- [How to complete this task] Return the listing below verbatim. Pictures do not belong in the copy.
________________
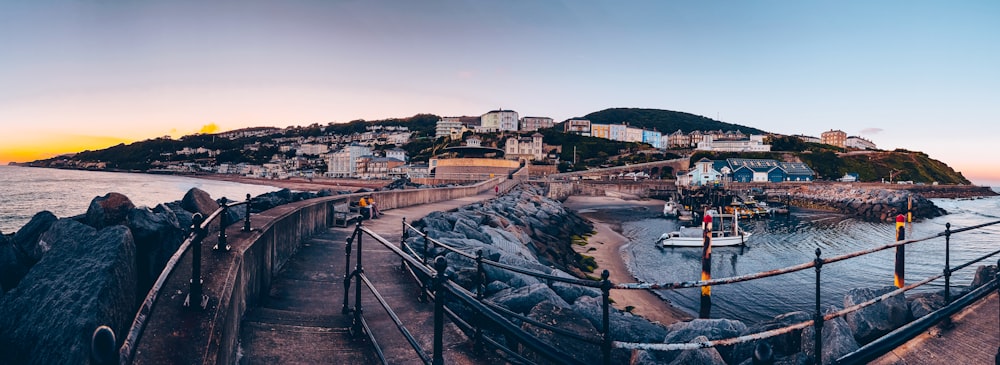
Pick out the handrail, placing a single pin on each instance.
(199, 229)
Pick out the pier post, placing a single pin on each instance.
(900, 252)
(195, 290)
(440, 265)
(947, 263)
(706, 266)
(246, 221)
(818, 319)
________________
- [Answer section]
Pick out the handrail, placing a single pin on each instance.
(199, 229)
Pick out the pier post, placing a single pin on each instance.
(900, 252)
(195, 290)
(440, 265)
(947, 263)
(706, 266)
(246, 221)
(818, 319)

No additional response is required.